| What this task involves |
Reproduce the entries verbatim, starting at their first line and ending at the line that contains "positive clicks: (137, 190) (148, 184)", with both of those lines included.

[Start of Attachment]

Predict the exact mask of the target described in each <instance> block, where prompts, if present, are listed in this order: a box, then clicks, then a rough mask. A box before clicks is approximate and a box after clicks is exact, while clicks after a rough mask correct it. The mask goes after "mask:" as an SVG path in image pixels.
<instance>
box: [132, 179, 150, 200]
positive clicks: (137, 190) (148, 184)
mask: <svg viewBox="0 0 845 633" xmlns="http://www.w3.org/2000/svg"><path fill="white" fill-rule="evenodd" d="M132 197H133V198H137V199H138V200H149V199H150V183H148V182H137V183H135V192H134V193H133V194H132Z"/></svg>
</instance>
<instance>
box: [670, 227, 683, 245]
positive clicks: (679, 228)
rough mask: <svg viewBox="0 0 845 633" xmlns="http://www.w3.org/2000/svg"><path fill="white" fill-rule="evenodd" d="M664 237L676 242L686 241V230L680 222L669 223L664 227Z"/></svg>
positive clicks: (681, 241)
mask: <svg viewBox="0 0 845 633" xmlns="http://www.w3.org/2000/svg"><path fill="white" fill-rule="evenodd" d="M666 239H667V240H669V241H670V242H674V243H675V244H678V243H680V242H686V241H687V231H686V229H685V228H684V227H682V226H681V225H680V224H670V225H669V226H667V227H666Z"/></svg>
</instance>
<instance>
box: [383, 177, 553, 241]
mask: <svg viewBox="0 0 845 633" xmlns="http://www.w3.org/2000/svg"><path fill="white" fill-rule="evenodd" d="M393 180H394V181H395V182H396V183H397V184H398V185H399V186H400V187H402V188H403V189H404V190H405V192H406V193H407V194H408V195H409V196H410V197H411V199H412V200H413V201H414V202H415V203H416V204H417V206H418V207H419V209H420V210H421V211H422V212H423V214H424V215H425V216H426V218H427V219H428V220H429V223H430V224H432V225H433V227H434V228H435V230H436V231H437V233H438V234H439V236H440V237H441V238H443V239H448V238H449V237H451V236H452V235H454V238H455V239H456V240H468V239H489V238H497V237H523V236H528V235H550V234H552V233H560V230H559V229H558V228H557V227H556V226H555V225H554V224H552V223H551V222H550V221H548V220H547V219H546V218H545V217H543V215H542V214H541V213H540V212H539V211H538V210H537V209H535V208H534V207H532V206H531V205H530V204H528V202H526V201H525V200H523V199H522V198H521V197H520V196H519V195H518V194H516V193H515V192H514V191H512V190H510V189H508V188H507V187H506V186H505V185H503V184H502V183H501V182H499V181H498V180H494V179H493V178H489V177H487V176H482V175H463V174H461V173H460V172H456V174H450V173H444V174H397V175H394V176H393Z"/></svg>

[End of Attachment]

| Exercise answer |
Predict the exact mask of the target described in each <instance> block, where prompts, if present, are listed in this order: a box, then clicks, then a rough mask. A box before clicks is approximate and a box after clicks is exact, while clicks after a rough mask correct it. The mask goes after "mask:" as an SVG path in image pixels.
<instance>
box: [132, 179, 150, 200]
positive clicks: (137, 190) (148, 184)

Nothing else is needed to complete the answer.